#### Problem requirements:
A faithful copy of the data below is required, leaving out every picture.

#### Material provided:
^^^^^^^^

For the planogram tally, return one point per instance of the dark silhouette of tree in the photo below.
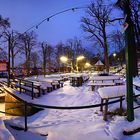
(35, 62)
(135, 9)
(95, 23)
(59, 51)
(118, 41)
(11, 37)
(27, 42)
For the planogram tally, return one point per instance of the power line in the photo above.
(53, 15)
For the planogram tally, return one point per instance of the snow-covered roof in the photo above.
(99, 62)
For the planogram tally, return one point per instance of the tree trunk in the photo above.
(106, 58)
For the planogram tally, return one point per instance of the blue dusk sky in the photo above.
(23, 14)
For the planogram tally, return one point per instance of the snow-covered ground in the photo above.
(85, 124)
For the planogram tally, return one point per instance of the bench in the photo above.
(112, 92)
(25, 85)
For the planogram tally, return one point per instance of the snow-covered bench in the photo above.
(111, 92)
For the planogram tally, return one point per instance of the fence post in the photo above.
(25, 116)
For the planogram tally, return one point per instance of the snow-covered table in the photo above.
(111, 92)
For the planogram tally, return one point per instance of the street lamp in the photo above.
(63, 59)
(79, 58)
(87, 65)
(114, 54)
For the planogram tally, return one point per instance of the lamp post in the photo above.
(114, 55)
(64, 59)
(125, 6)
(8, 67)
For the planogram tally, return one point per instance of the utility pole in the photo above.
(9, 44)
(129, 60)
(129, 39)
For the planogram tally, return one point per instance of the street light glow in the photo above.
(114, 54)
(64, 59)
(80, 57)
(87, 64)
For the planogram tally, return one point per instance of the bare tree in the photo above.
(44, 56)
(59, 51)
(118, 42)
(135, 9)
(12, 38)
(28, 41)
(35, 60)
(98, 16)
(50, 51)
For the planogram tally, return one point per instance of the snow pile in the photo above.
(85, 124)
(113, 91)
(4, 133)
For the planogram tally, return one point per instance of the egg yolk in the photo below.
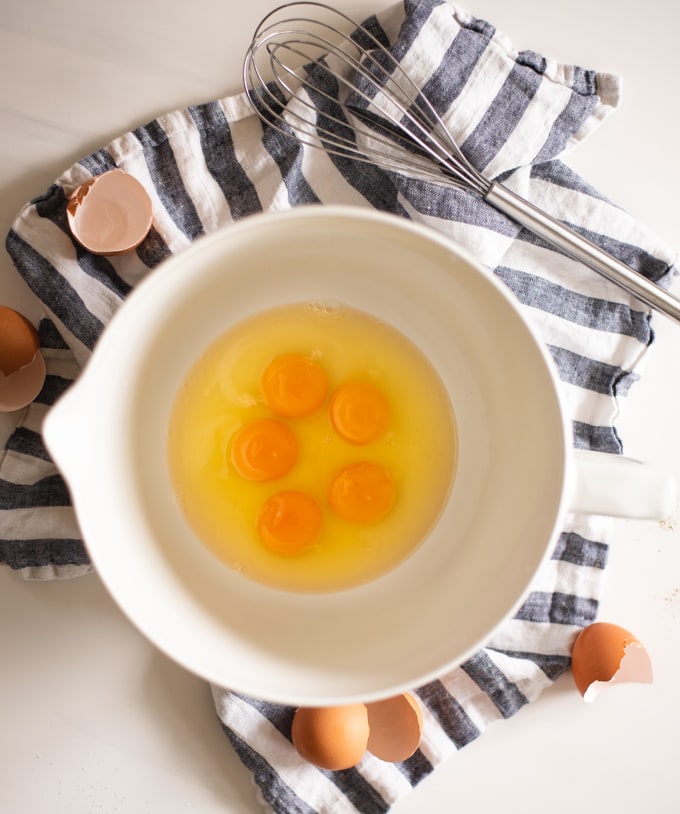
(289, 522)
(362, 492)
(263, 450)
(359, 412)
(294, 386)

^^^^^^^^

#### Answer space:
For the planogram tally, return one point per instance of the dark silhouette of tree in the photo below.
(35, 62)
(135, 9)
(95, 23)
(59, 51)
(118, 41)
(11, 37)
(27, 42)
For the planogram tally, return one point per instance of the power line in the photo above.
(53, 15)
For the planogram tally, return one point per instance of the snow-covered roof in the photo above.
(99, 62)
For the planogram tally, return one point per instance of the tree trunk in the photo above.
(106, 58)
For the planogram tally, return one point per instance of the blue dusk sky in the photo above.
(23, 14)
For the planogram tally, return one point per instance of the snow-covered ground in the photo above.
(85, 124)
For the planogram tally, return one point per instance of the bench in the photo above.
(112, 92)
(25, 85)
For the planogram tally, return one point per instance of the snow-covered bench in the photo above.
(111, 92)
For the planogram tally, return one point per instance of the fence post in the photo above.
(25, 116)
For the planogram tally, return one point per instance of the snow-covered table in the photo above.
(111, 92)
For the planogram tally, return one point per instance of the street lamp in the photo above.
(63, 59)
(79, 58)
(87, 65)
(114, 54)
For the planogram tally, return one point per instance of the lamp post in the photo above.
(114, 55)
(64, 59)
(125, 6)
(8, 67)
For the planogram tally, return one point per instance of the utility pole in the photo above.
(9, 44)
(129, 60)
(129, 39)
For the planogram tally, return one point per instance of the street light glow in the photo above.
(114, 54)
(64, 59)
(80, 57)
(87, 64)
For the planogram tally, return one point per instance of the bare tree in the photo above.
(44, 56)
(59, 51)
(118, 42)
(135, 9)
(12, 38)
(28, 41)
(35, 60)
(98, 16)
(50, 51)
For the planogram tally, return one point per instance of the snow pile in the photo above.
(85, 124)
(113, 91)
(4, 133)
For the planogram tally, return one point per instance of the egg yolk in the photo below.
(289, 522)
(362, 492)
(263, 450)
(359, 412)
(294, 386)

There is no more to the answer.